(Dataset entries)
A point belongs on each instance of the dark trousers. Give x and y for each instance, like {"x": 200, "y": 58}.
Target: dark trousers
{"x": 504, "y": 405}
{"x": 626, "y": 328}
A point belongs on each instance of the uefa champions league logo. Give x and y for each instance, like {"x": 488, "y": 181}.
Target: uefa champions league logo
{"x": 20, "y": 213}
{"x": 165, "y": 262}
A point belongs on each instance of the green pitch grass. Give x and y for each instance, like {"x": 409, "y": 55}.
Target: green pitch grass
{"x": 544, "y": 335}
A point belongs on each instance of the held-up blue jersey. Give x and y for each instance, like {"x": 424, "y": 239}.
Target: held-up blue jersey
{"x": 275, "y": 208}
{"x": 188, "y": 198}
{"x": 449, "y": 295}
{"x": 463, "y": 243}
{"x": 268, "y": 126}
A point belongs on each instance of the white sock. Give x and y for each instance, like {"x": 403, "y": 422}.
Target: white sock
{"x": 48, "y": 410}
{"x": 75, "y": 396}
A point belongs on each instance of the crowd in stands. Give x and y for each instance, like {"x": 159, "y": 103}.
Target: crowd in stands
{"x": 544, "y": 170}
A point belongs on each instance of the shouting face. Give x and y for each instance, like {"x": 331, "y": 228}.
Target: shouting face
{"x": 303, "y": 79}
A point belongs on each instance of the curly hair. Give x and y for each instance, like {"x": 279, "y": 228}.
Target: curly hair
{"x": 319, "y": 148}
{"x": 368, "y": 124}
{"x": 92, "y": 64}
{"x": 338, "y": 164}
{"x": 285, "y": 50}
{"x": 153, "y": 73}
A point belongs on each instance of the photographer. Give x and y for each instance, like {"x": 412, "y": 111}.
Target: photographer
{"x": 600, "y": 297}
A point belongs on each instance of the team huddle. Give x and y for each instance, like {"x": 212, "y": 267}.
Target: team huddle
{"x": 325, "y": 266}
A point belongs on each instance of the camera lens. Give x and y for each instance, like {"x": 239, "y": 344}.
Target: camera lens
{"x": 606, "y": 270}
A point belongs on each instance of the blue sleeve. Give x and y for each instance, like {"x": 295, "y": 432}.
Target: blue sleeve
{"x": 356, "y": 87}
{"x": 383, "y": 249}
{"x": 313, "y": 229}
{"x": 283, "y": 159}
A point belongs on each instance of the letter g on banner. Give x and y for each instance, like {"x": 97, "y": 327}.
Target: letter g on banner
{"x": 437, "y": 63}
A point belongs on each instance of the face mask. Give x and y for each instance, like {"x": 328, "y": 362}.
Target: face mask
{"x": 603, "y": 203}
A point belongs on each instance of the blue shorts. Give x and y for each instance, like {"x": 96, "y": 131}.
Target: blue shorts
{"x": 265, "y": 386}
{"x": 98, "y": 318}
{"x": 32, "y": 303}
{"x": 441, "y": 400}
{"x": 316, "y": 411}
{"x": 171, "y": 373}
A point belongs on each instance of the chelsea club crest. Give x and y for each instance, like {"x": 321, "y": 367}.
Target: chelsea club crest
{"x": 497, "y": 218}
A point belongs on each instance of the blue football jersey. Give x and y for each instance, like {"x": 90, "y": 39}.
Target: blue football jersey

**Task requirements:**
Write out the lines above again, switching "curly hair" to "wavy hair" everywhere it occurs. Keep everything else the same.

**Reply to the task:**
A point belongs on each instance of the dark trousers. Give x and y for each instance, like {"x": 200, "y": 58}.
Target: dark trousers
{"x": 504, "y": 405}
{"x": 626, "y": 328}
A point belongs on each instance of the uefa champions league logo. Give x and y for each instance, like {"x": 488, "y": 181}.
Target: uefa champions league logo
{"x": 20, "y": 213}
{"x": 165, "y": 262}
A point belongs on each instance of the green pitch grass. Give x and y for each instance, like {"x": 409, "y": 55}.
Target: green pitch grass
{"x": 544, "y": 335}
A point belongs on each instance of the held-up blue jersey. Give x and y for each instance, like {"x": 424, "y": 239}.
Target: held-up blue jersey
{"x": 275, "y": 208}
{"x": 188, "y": 198}
{"x": 449, "y": 295}
{"x": 463, "y": 243}
{"x": 268, "y": 126}
A point belongs on each instance of the white sock. Give x and y for each instance, like {"x": 403, "y": 422}.
Target: white sock
{"x": 48, "y": 410}
{"x": 75, "y": 396}
A point belongs on each instance of the crowd in stands. Give x and y for each instance, like {"x": 159, "y": 103}.
Target: crowd in stands
{"x": 544, "y": 170}
A point belongs on each instance of the shouting face. Give x and y for each instance, like {"x": 331, "y": 228}.
Target: shouting face
{"x": 303, "y": 79}
A point belongs on each instance of the wavy hair. Give x and y for each instance, like {"x": 279, "y": 228}.
Target: wavy hair
{"x": 319, "y": 148}
{"x": 368, "y": 124}
{"x": 92, "y": 64}
{"x": 338, "y": 164}
{"x": 285, "y": 50}
{"x": 153, "y": 73}
A point belongs on each instance of the photographer. Give x and y for each instance, like {"x": 412, "y": 111}.
Target: photographer
{"x": 600, "y": 297}
A point belongs on each instance of the team huddle. Give x and y for each instance, like {"x": 212, "y": 267}.
Target: team huddle
{"x": 325, "y": 266}
A point belongs on each instance of the camera lens. Give x and y for each instance, like {"x": 239, "y": 344}.
Target: camera lens
{"x": 606, "y": 270}
A point belongs on each instance of the blue sleeve. Give x and y for each instance, like {"x": 295, "y": 432}.
Target: blue sleeve
{"x": 356, "y": 87}
{"x": 383, "y": 249}
{"x": 313, "y": 229}
{"x": 283, "y": 159}
A point belongs on each instance of the letter g on banner. Give x and y for each instance, like {"x": 97, "y": 327}.
Target: letter g on banner
{"x": 437, "y": 63}
A point belongs on each instance of the face mask. Give x and y for each instance, like {"x": 328, "y": 362}.
Target: face mask
{"x": 603, "y": 203}
A point belongs on each instance of the blue shorts. Give x and y for each instance, like {"x": 96, "y": 131}.
Target: blue shorts
{"x": 265, "y": 386}
{"x": 98, "y": 318}
{"x": 32, "y": 303}
{"x": 441, "y": 400}
{"x": 316, "y": 411}
{"x": 171, "y": 373}
A point belongs on each instance of the chelsea club crest. Give x and y for each instance, like {"x": 321, "y": 367}.
Target: chelsea club crest
{"x": 497, "y": 218}
A point belongs on each instance of the blue football jersey. Give x and y for each instance, like {"x": 90, "y": 39}.
Target: blue football jersey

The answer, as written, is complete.